### WHAT TO DO
Without the images, write out all of the following entries exactly.

A block of data

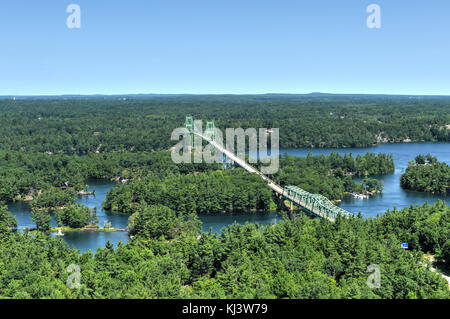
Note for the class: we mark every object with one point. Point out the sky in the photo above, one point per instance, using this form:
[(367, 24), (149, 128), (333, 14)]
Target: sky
[(224, 47)]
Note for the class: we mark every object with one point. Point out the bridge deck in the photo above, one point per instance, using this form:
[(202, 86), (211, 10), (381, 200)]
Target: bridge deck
[(314, 209)]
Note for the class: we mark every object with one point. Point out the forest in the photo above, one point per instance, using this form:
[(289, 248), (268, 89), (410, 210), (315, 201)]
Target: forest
[(228, 191), (427, 174), (137, 124), (49, 148), (168, 257)]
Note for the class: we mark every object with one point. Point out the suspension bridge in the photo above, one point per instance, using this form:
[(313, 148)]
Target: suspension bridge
[(314, 204)]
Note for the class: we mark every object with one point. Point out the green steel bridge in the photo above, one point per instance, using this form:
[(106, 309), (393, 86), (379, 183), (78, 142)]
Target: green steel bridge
[(314, 204)]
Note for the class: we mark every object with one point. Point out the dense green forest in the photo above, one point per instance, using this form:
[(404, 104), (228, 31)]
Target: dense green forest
[(82, 126), (301, 258), (238, 191), (427, 174), (21, 173), (206, 193), (49, 148)]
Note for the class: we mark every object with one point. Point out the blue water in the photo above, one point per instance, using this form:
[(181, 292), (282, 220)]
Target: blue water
[(393, 195)]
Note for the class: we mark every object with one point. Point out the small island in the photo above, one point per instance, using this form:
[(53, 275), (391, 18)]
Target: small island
[(427, 174)]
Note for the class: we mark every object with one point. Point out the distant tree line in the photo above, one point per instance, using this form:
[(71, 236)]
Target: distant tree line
[(83, 126)]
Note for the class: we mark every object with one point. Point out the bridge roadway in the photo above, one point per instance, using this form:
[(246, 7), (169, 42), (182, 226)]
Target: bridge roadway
[(275, 187)]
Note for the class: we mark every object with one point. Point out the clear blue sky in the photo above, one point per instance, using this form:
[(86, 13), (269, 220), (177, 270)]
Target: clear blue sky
[(228, 46)]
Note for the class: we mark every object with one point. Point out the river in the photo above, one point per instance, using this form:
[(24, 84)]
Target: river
[(393, 195)]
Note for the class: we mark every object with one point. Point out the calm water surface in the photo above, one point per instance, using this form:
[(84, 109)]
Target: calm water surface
[(393, 195)]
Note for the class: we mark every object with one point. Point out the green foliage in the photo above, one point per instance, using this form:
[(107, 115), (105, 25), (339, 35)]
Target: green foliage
[(82, 126), (160, 221), (301, 258), (42, 218), (427, 175), (28, 172), (76, 216), (204, 193), (7, 221), (331, 175)]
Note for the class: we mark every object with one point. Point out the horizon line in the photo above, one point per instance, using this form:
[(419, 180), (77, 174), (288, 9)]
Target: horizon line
[(212, 94)]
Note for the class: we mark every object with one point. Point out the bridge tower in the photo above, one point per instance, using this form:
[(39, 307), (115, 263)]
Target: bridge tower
[(189, 124), (211, 130)]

### FINISHED EXERCISE
Note for the class: we mark every object with one point. Point out the sky in the photo above, one point per instance, using this form:
[(367, 24), (149, 128), (333, 14)]
Target: sky
[(224, 47)]
Note for the class: we mark every object with one point. Point out the bridge deck in the photo above, one point per instance, using this form:
[(202, 86), (211, 10), (381, 200)]
Target: bridge deck
[(314, 209)]
Note for the class: we mark every object with one point. Point out the forest in the photo above, one point per instance, using this form:
[(289, 248), (268, 89), (410, 210), (315, 201)]
Target: forest
[(228, 191), (427, 174), (137, 124), (49, 148), (168, 257)]
Note for the class: we mark every object with one point. Point out the suspension bridge in the photo above, one point per instance, using this form:
[(313, 148)]
Target: suspension bridge
[(314, 204)]
Note for the class: we mark every object with one point. Point out the green steel bridge in the photo above, one point per instance, using this form:
[(106, 309), (393, 86), (379, 183), (78, 142)]
Target: green steel bridge
[(314, 204)]
Note for the class: we mark every object with one point. Point out the dense green forest in the photo above, one point per instance, using this form:
[(404, 104), (228, 31)]
Target: dense green forest
[(82, 126), (301, 258), (238, 191), (427, 174), (21, 173), (206, 193), (49, 148)]
Note for the class: we mark every object with one point. Point out the blue water in the photo above, one point per instance, using this form:
[(181, 292), (282, 220)]
Target: blue water
[(393, 195)]
Note for the class: we mark every object with one point. Point out the small island in the photo above, one point per instance, using this form:
[(53, 275), (391, 18)]
Target: small island
[(427, 174)]
Note for the class: we mark every object with one point. Point out the distant tree line in the photo above, one point per instance, using this form:
[(71, 236)]
Target: distant tree line
[(83, 126)]
Note for the class: we mark every object with one point. Point out the bridge roadway in the photo above, one point per instance, using this form:
[(246, 7), (169, 42), (182, 226)]
Target: bridge roadway
[(275, 187)]
Note for the class: we mark every object with one point. Point out the clear blue sky in the photo above, one point per instance, using this form:
[(86, 13), (269, 220), (177, 270)]
Target: clear blue sky
[(228, 46)]
Note for the class: we mark every object with one point. Point out the river in the photo above, one point per instance, using this form:
[(24, 84)]
Target: river
[(393, 195)]
Note for the class: we mark every object with one point. Point out the calm water surface in the photo above, one point per instance, using this form:
[(84, 109)]
Target: calm water surface
[(393, 195)]
Note for the class: we mark every object with one point. Point out the green foliage in the photo above, one point per instance, using this form:
[(107, 115), (105, 25), (339, 35)]
Target: green foliage
[(82, 126), (160, 221), (301, 258), (42, 218), (427, 175), (28, 172), (76, 216), (204, 193), (7, 221), (331, 175)]
Note for the class: we mark every object with one point. Point out the horizon line in the photo above, one point per instance, using this form:
[(419, 180), (77, 174), (288, 9)]
Target: horizon line
[(212, 94)]
Note for the class: we mark every object with one point. Point out the bridge tower in the photo above, one point per instance, using this form:
[(39, 307), (115, 263)]
Target: bridge tower
[(189, 124), (211, 130)]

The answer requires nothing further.